STATED PROBLEM =
Print the material below word for word, leaving out the pictures.

--- start DATA ---

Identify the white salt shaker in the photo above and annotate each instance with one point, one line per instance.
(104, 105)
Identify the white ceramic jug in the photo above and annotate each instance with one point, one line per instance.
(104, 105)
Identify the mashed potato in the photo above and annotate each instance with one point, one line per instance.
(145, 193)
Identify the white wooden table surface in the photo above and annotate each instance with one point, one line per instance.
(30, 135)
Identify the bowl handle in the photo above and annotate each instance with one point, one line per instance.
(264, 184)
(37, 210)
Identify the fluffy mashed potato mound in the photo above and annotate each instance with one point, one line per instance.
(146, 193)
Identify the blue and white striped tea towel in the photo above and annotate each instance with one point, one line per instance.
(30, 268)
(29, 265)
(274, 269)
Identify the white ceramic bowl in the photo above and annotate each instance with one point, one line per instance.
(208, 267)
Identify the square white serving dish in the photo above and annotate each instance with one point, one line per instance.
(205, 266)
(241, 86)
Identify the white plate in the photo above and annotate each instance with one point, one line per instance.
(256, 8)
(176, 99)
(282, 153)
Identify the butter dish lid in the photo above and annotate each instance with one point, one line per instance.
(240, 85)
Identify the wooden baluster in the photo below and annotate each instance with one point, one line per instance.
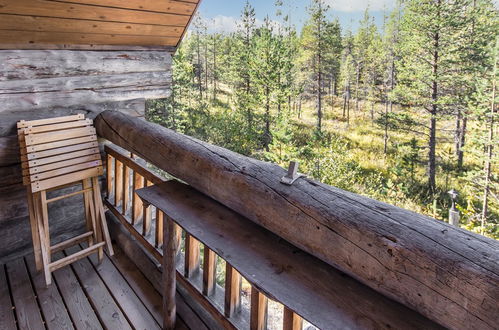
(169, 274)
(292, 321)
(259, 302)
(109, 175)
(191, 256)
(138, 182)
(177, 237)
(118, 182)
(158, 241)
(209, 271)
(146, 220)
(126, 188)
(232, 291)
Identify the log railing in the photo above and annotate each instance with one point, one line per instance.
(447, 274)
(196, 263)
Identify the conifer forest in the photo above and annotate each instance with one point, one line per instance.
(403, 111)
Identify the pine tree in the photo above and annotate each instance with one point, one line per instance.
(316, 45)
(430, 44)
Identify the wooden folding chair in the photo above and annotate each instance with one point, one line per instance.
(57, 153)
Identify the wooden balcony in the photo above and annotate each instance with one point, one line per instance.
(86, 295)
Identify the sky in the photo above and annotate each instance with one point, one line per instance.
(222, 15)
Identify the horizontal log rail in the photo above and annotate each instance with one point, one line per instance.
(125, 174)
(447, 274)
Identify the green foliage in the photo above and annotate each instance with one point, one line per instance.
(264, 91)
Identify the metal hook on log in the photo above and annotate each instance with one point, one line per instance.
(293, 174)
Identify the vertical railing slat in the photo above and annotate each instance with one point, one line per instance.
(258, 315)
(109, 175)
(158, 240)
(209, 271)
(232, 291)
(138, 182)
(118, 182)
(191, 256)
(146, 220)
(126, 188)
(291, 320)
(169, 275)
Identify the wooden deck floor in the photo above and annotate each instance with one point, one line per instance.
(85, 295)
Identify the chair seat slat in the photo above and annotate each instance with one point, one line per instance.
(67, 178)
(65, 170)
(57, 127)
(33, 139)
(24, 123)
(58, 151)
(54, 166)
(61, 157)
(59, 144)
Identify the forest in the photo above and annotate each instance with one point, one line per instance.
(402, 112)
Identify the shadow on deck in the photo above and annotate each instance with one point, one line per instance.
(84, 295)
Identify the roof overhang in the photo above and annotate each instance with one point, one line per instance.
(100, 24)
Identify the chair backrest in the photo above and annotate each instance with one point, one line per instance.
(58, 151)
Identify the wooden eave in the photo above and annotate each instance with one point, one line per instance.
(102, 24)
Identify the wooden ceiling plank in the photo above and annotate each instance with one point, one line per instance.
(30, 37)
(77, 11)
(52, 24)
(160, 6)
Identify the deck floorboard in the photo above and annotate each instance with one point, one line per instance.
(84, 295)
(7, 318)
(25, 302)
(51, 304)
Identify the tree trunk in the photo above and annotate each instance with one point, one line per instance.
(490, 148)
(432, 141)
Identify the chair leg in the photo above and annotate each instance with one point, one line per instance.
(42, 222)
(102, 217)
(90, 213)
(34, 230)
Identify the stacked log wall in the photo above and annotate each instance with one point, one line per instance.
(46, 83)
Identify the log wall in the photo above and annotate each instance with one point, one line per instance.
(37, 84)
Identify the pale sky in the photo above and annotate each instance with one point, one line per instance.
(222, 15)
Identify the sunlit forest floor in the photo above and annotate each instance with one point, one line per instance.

--- end DATA ---

EXERCISE ANSWER =
Identify the white salt shaker in the photo above and annotate each instance with one point, one line per instance.
(104, 105)
Identify the white ceramic jug in the photo above and annotate each instance with one point, one line per instance.
(104, 105)
Identify the mashed potato in the photo above and annotate each instance with one point, one line per instance.
(145, 193)
Identify the white wooden table surface in the photo above and annotate each instance with one point, one line per instance.
(30, 135)
Identify the bowl handle in the photo above and annotate each instance with one point, one line per instance.
(264, 184)
(37, 210)
Identify the fluffy mashed potato mound in the photo above and annotate each instance with one point, one line per instance.
(146, 193)
Identify the blue and white striped tea towel in the photo above and annotate each instance with one point, one line per instance.
(30, 268)
(29, 265)
(274, 269)
Identify the white ceramic bowl in the photo above and annotate each instance with one point, one line per instance.
(208, 267)
Identify the square white serving dish in the photo above and annotate each instance with one point, one line per instance.
(205, 266)
(241, 86)
Identify the white plate in the photo above and annotate each instance with one point, one line per instance.
(256, 8)
(176, 99)
(282, 153)
Identify the butter dish lid in the photo above and annotate each instance with one point, one line per instance.
(240, 85)
Identify the wooden baluster in the photo below and annotate each instance with one point, one line per instance.
(169, 274)
(292, 321)
(259, 302)
(109, 175)
(191, 256)
(138, 182)
(177, 237)
(118, 182)
(158, 241)
(209, 271)
(146, 220)
(126, 188)
(232, 291)
Identify the log railing in the photo above and annotate each instance with one point, one line per instance.
(447, 274)
(196, 263)
Identify the conifer forest in the photo above and annotate each instance with one point, one line per instance.
(403, 111)
Identify the pine tree in the photo above and annotate each instance with one point, one line per instance.
(316, 45)
(430, 44)
Identify the wooden folding chair in the photo above and annotate each instance with one point, one line per instance.
(57, 153)
Identify the wooden balcony in the photo above and annotate each instance with one point, one line per instance.
(86, 295)
Identify the sky in the photo above and annotate each instance with one point, one line per instance.
(222, 15)
Identify the horizontal log rail in the photo above and annotate each instance with one point, one line per instance.
(125, 174)
(447, 274)
Identify the green foliage in the photo above and annotate each instance with one point, one line per instance.
(264, 91)
Identify the metal hook on log in the photo above and annotate each instance with one point, one line per instance.
(293, 174)
Identify the vertical railing slat in the photo above and annotate each instance with one point, one line per instance.
(258, 315)
(109, 175)
(158, 240)
(209, 271)
(232, 291)
(138, 182)
(118, 182)
(191, 256)
(146, 220)
(126, 188)
(291, 320)
(169, 275)
Identify the wooden deck floor in the photo above and annotate each instance with one point, one line per instance.
(85, 295)
Identify the chair seat slat in the photo above and annotate each instance with one point, one line per instance.
(67, 178)
(65, 170)
(57, 127)
(33, 139)
(24, 123)
(58, 151)
(54, 166)
(61, 157)
(59, 144)
Identify the forest in the photo above and annotate each instance with one point, one line per instance.
(402, 112)
Identify the shadow on deck in the photo above and annotate each instance with one point, one line per instance.
(84, 295)
Identify the roof overhang in the photo above and annotate each instance with one point, one line per instance.
(100, 24)
Identify the chair backrest in the photo above and annotate each instance with one point, one line per instance.
(58, 151)
Identify the wooden eave in the photo above and annotate each instance with one point, one line per instance.
(102, 24)
Identify the wooden ceiling plank in the photo above and annotate each instance with one point, one line per instance.
(30, 37)
(77, 11)
(52, 24)
(160, 6)
Identify the deck floorboard in the photo above and annotate each instance with one point, one line per instance.
(84, 295)
(7, 318)
(25, 302)
(51, 304)
Identify the tree trunk in the photo above and annotate each instance with one point, one line per instance.
(490, 148)
(432, 141)
Identify the chair leg in the photo above and annotate each instance with one point, one line per instance.
(42, 222)
(102, 217)
(90, 213)
(34, 230)
Identify the stacked log wall in the photo above and annotate each instance with one point, one line per instance.
(46, 83)
Identify the log wall in the photo above and annotate each instance with one point, one line per instance.
(37, 84)
Identify the pale sky in the photo above and annotate each instance with one point, one line per instance.
(222, 15)
Identify the sunlit forest floor in the photo above and annotate each instance with one point, one line per instance.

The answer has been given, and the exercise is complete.